__PROBLEMS TO SOLVE__:
1) According to the Punta Islita passage, whom did the hotel's founders bring in to teach art to the locals?
2) In the Punta Islita passage, rewrite the paragraph beginning "The book for the corporation" as a short list that keeps its main facts.

__SOURCE TEXT__:
— START —
About 45 minutes up the road from us is the Hotel Punta Islita. Although it is a large luxury resort, which is usually not my style, there is much about it that I love. It seems that normally when a big resort comes to town, the area surrounding it becomes so gentrified that it loses its cultural identity. The founders of Hotel Punta Islita took that into consideration when setting up their resort. They brought in artists from San Jose to teach art to the locals, who then decorated their small town center, with magical results. Upscale for sure, the compound was created with a nod to local flavor, and I find its rustic elegance very welcoming.

It is also quite handy for us that to attract tourists, Hotel Punta Islita had to build an airstrip nearby because luxury resort clientele prefer not to have their bones shaken up into a chiropractic nightmare on our horrendous roads. Once such an airstrip is in operation, by law anyone can use it. It came in handy for us last Saturday.

The book for the corporation that owns our land lives at our lawyer's office in San Jose. When it requires our signatures, our lawyer puts in on a Nature Air plane and it flies to Punta Islita, where we are waiting at the airport to sign it and stick it back on the plane to return it to San Jose. Accustomed to having take-out food from Hyannis flown over to Nantucket, this practice feels normal to us, but for those unfamiliar with the ways of living in a remote location, I guess it might seem a bit unusual.
— END —
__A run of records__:
— START —
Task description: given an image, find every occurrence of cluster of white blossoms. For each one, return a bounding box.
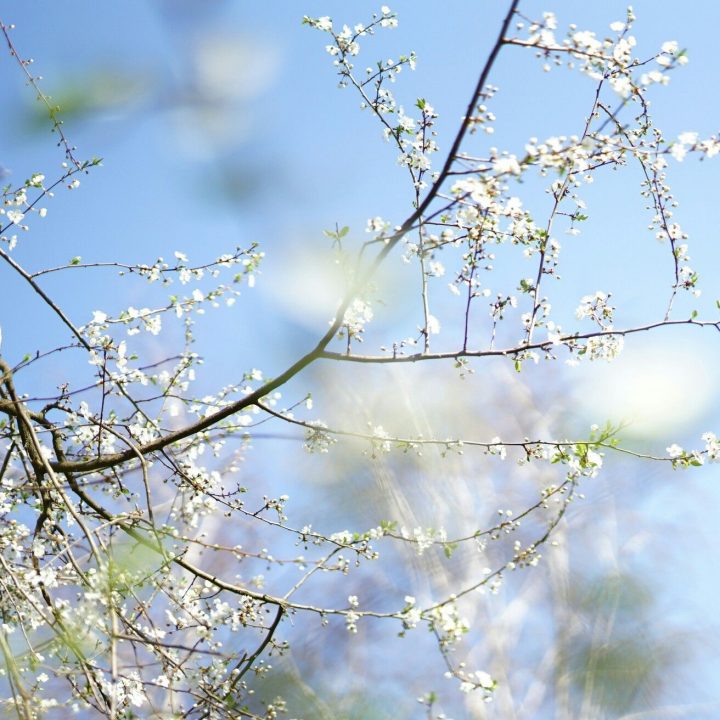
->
[0,6,720,720]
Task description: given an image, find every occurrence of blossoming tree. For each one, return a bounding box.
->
[0,0,720,720]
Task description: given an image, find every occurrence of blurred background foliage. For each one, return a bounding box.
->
[0,0,720,720]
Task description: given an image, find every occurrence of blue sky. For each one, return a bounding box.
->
[0,0,720,716]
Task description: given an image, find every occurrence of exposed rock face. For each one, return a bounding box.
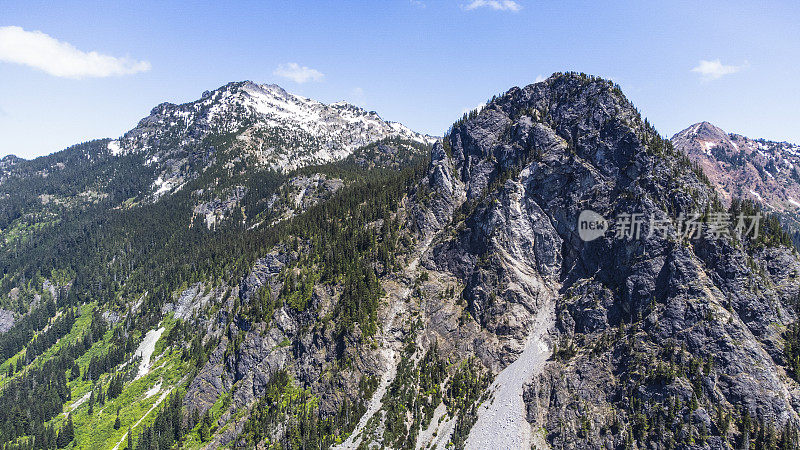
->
[112,74,800,449]
[404,76,800,448]
[0,309,16,333]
— END —
__SOLUTIONS BY TASK__:
1) Artists from San Jose.

2)
- The book for the corporation that owns the land is kept at the lawyer's office in San Jose.
- When signatures are needed, the lawyer sends it on a Nature Air plane to Punta Islita.
- The owners wait at the airport, sign it, and put it back on the plane to San Jose.
- Having had take-out food flown from Hyannis to Nantucket, they find this normal, though it may seem unusual to people unfamiliar with remote living.